## REQUIRED ACTION
Return the records exactly as they are.

___ DATASET

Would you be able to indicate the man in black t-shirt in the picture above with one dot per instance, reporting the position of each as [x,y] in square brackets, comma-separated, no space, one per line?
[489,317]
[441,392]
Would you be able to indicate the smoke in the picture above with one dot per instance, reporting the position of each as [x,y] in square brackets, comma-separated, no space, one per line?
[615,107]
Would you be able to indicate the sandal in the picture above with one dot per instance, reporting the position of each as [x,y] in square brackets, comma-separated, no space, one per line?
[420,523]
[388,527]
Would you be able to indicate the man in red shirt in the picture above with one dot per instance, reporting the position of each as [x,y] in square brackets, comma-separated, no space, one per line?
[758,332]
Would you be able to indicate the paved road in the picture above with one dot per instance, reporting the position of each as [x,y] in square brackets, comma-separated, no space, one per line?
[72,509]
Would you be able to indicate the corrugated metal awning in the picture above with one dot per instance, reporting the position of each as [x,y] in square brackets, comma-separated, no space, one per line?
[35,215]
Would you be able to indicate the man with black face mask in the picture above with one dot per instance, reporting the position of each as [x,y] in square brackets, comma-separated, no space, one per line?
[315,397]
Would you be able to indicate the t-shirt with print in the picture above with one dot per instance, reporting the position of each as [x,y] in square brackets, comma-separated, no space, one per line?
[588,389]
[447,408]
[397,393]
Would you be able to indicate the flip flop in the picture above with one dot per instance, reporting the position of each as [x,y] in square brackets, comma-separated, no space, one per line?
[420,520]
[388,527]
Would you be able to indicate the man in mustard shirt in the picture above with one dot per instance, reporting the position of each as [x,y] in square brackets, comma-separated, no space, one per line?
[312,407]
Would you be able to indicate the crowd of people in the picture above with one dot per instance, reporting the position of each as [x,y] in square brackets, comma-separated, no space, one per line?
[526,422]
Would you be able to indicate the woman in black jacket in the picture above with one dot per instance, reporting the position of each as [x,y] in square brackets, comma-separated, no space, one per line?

______

## TASK SOLUTION
Would you be able to indicate the man in black t-shirt in the picture above with one dot per instance, reporting the position of each as [x,y] in square brackets, comma-separated, no space, one per line?
[489,317]
[441,392]
Would you be able to indicate the smoke in the picture above with one dot per instance, reporting the position of each as [x,y] in square brackets, comma-separated, no space, one per line?
[615,107]
Would you be able to indicate the sandal in the picture above with one dot per instance, reporting the position of each as [x,y] in square brackets, comma-separated, no space, one per line?
[420,523]
[388,527]
Would you be able to indicate the man in red shirt in the picture above with one dot per instance, reporting the position of each as [x,y] in square brackets, comma-separated, no space, one per line?
[758,332]
Would you be able to indicate the paved road in the picture above with one dot per instance, reporting the position of each as [x,y] in square brackets, comma-separated, no space, one per line?
[72,509]
Would you be able to indicate the corrugated metal awning in the picture above with one dot per instance, reporting the position of each as [x,y] in square brackets, comma-separated, no space, one per line?
[35,215]
Would you be able to indicate the man with black face mask in the picture above with one dot per instance, reporting the position of each as [x,y] in square brackets, comma-separated, no space, one per line?
[315,397]
Would you be able to indicate the t-shirt with print in the picture above with one dot per instance, reporting the position of each as [x,y] in square brackets, comma-separated, no space, one per line?
[588,389]
[447,408]
[397,393]
Would you be able to indicate the flip flop in the picture above with one dot per instance, reporting the position of each as [x,y] in square brackets, comma-separated, no space, one per line?
[420,520]
[388,527]
Would you be able to indicate the man in mustard shirt in the picture above with one dot per instance, reporting the position of each as [x,y] in square brackets, comma-separated, no space, one per line?
[312,407]
Would you be able to indicate the crowd of people in the picture above with one dot per instance, reporting the position of each as [x,y] in square brackets, comma-separated, no space, one per line?
[526,422]
Would you be able to indicate the woman in black jacket in the picture above with one dot per instance, reporting the position of each as [x,y] in square brackets, comma-separated, no space, one per line?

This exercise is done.